Available data:
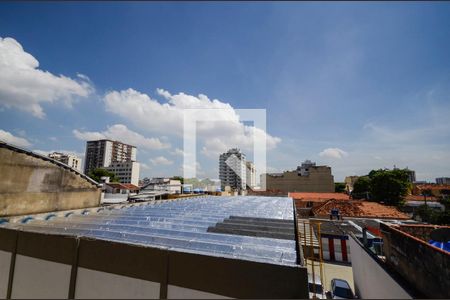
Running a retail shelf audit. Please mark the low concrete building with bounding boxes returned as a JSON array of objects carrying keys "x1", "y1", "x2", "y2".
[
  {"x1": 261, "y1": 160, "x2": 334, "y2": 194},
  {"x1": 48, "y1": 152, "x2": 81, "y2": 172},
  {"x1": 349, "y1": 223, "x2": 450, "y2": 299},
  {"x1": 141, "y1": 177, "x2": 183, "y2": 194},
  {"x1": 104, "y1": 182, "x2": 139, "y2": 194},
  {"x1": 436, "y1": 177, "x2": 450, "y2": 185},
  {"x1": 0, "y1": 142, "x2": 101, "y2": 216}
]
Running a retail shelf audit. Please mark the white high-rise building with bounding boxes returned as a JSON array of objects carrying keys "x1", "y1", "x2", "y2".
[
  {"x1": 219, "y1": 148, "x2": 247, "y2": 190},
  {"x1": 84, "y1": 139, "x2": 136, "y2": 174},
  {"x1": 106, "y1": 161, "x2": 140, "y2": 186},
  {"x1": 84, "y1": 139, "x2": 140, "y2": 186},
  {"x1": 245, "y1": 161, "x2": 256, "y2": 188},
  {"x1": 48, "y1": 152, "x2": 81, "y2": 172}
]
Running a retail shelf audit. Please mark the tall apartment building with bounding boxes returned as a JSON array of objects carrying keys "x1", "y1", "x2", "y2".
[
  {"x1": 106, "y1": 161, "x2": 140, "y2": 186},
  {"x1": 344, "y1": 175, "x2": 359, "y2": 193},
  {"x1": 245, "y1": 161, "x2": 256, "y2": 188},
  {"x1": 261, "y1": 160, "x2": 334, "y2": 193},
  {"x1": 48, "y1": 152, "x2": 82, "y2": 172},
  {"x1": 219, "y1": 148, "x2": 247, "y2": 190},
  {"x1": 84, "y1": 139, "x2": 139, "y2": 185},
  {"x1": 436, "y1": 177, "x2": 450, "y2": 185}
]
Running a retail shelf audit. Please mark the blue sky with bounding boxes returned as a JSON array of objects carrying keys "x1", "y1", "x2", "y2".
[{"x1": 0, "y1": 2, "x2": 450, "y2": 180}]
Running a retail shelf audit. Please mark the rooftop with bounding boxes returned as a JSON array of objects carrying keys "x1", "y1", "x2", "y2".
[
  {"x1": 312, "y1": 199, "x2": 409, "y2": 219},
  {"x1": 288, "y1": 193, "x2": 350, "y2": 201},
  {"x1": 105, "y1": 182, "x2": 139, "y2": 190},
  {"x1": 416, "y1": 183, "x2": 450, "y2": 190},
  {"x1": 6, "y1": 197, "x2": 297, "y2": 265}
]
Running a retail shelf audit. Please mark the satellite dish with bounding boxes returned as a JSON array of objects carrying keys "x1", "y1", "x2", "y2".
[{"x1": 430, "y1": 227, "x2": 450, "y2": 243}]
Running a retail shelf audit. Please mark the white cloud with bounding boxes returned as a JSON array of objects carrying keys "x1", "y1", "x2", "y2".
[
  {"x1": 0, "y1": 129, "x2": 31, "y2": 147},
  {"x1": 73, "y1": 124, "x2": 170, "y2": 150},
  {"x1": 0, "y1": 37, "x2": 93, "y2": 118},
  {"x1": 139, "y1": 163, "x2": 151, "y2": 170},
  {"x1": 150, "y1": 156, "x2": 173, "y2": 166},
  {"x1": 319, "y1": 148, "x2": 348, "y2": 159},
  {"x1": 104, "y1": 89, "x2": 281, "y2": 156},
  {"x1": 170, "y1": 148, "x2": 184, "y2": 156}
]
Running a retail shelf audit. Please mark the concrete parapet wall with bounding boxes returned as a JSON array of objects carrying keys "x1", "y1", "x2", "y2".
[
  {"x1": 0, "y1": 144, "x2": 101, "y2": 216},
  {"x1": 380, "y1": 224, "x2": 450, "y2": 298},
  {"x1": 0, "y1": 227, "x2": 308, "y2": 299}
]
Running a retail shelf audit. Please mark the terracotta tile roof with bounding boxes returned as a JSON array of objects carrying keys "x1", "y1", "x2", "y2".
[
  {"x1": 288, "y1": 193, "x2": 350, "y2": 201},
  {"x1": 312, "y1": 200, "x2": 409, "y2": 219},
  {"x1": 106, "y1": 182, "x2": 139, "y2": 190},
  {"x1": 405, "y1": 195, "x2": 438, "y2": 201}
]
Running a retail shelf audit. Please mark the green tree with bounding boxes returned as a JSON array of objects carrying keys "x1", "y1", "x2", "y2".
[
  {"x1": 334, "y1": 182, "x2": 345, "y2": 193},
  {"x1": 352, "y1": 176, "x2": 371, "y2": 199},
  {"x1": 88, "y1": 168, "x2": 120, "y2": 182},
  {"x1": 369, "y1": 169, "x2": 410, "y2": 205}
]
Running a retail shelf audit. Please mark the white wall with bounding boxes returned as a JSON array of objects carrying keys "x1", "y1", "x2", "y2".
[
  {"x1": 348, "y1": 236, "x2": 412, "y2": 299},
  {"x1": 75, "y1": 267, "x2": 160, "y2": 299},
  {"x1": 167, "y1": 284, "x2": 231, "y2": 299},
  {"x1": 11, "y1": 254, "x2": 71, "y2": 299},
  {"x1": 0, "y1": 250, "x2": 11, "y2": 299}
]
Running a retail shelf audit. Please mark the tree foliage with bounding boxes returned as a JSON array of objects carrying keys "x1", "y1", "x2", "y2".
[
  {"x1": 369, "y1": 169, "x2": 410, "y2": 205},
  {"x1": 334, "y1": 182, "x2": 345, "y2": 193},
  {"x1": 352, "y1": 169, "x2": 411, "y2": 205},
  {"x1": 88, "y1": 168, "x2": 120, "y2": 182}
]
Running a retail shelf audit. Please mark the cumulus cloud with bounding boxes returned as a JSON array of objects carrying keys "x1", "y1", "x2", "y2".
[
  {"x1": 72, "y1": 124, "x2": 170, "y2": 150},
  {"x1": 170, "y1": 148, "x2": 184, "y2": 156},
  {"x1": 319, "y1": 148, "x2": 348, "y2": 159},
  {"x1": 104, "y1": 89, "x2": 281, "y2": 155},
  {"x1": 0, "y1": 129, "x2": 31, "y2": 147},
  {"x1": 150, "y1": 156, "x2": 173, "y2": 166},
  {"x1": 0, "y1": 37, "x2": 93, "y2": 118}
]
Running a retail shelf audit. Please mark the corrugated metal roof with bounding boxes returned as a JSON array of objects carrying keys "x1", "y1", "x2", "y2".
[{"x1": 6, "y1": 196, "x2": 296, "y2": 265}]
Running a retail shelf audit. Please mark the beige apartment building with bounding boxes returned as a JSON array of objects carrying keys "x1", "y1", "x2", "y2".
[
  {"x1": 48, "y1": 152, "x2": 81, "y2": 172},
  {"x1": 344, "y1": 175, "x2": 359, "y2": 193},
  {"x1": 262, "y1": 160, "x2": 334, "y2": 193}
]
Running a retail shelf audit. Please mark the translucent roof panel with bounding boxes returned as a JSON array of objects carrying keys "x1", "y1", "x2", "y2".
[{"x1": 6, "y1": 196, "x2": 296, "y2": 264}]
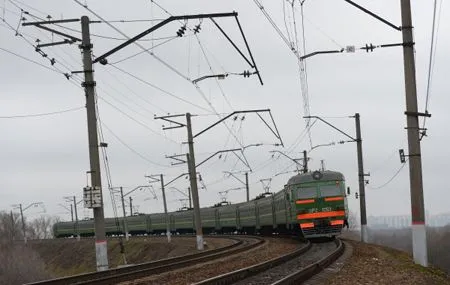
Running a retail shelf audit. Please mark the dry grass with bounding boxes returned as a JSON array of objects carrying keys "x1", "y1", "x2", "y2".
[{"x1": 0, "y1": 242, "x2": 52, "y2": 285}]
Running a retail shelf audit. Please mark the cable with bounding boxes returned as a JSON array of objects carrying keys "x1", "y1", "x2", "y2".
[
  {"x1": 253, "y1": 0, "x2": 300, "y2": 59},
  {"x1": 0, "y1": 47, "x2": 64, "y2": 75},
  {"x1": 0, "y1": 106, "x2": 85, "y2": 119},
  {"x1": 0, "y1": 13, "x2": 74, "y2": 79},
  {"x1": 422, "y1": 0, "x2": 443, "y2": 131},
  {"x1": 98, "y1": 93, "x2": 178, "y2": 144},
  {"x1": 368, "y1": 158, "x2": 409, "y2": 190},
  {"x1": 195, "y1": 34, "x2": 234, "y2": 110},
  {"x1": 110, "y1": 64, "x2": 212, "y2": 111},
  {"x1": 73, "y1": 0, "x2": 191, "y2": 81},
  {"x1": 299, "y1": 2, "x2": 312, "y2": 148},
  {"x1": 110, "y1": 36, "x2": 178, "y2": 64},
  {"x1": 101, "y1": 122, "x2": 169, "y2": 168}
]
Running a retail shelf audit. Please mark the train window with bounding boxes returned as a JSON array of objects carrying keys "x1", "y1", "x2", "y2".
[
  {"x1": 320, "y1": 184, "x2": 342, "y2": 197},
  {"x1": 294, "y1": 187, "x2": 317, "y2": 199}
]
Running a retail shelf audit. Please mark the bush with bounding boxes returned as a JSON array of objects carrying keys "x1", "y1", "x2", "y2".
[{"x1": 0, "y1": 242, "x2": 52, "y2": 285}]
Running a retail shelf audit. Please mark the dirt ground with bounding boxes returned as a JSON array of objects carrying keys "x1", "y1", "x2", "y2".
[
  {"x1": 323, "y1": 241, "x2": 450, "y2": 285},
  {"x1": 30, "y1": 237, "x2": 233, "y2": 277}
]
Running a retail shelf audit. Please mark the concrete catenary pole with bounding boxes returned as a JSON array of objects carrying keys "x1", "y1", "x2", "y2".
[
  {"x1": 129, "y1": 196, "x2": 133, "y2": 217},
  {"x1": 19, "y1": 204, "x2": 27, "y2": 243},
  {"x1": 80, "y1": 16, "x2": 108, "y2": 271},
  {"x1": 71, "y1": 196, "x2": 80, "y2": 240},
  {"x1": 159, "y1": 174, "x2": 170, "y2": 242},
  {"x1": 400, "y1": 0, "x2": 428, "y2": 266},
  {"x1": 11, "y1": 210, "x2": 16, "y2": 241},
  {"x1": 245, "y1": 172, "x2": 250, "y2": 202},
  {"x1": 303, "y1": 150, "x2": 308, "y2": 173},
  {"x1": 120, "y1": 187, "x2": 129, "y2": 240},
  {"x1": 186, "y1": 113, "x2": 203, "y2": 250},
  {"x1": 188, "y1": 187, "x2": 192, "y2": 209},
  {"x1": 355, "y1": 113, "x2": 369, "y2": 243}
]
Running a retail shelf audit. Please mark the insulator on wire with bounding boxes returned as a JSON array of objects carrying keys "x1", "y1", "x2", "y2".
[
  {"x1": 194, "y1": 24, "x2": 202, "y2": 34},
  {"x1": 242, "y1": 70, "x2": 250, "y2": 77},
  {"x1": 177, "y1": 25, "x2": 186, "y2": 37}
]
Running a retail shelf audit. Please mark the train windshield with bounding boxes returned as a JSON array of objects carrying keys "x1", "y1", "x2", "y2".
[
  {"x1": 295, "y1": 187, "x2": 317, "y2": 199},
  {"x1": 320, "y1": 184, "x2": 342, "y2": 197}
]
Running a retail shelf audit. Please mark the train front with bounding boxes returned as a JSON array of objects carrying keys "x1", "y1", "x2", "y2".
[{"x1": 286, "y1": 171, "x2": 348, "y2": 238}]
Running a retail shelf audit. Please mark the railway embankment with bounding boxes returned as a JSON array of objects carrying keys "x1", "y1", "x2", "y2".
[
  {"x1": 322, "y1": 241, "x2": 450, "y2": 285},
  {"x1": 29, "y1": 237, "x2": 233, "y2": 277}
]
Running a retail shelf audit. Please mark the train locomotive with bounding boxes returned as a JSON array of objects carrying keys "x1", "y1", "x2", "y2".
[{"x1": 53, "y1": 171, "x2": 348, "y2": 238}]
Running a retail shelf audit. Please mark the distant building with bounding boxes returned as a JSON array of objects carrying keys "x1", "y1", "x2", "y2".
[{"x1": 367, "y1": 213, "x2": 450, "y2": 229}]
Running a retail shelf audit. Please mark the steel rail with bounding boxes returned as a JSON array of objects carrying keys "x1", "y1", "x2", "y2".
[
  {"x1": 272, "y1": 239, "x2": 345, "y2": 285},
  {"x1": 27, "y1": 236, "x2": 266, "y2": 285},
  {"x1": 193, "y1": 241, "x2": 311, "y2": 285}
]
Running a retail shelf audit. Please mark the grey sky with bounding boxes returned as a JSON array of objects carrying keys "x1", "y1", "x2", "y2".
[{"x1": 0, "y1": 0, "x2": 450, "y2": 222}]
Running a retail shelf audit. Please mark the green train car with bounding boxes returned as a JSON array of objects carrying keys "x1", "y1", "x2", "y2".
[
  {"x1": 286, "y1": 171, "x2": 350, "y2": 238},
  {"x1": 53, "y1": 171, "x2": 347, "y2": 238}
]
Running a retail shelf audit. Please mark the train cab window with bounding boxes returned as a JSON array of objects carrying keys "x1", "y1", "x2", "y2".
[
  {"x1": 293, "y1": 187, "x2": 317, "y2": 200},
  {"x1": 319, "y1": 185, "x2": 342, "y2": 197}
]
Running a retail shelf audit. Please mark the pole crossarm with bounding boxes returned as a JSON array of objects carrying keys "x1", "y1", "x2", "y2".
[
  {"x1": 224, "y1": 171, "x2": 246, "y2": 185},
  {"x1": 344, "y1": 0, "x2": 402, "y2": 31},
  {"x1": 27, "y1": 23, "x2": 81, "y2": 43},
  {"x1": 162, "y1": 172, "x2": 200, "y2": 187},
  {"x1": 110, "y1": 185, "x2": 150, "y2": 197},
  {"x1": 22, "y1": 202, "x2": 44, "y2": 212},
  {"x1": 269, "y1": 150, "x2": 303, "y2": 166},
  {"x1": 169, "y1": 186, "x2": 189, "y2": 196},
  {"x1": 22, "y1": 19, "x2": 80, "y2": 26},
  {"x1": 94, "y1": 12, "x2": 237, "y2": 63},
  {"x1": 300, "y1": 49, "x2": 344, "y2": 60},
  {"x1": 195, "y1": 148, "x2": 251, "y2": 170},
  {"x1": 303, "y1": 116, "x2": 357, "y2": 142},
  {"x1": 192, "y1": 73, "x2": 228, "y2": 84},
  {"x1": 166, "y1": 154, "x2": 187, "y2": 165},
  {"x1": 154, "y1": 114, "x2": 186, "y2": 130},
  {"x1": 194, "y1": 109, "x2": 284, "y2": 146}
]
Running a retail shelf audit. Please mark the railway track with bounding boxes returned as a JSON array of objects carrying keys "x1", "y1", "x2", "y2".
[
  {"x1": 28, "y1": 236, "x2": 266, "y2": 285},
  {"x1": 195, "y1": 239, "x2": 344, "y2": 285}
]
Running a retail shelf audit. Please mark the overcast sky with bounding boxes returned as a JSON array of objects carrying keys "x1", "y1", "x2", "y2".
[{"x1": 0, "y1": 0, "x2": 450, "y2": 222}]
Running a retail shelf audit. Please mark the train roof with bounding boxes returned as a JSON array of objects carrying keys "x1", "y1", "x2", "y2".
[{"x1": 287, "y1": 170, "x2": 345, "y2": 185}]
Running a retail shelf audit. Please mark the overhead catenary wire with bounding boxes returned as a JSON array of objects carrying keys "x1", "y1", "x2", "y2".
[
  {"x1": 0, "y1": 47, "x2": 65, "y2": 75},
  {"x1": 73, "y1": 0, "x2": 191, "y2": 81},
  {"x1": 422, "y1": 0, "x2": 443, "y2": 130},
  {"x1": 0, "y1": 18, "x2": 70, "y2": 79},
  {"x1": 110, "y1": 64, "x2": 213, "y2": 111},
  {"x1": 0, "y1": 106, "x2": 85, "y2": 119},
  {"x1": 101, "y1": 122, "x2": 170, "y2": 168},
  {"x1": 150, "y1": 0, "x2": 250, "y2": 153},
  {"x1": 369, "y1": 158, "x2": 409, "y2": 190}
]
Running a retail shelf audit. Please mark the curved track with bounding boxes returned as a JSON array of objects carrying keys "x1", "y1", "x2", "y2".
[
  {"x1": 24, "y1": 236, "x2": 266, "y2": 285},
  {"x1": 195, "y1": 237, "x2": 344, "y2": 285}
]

Task requirements: Select each line in the rows above that contains the word "white".

Problem solution:
Running a retail shelf audit. Please mark the white high-rise building with bounding boxes returned as a JSON array of objects carrying keys "x1", "y1", "x2", "y2".
Running a retail shelf audit. Please mark the white cloud with bounding boxes returned as a JSON array of objects carrying keys "x1", "y1", "x2", "y2".
Running a retail shelf audit. Please mark the white wall with bounding boxes returned as a JSON array of objects carrying keys "x1", "y1", "x2", "y2".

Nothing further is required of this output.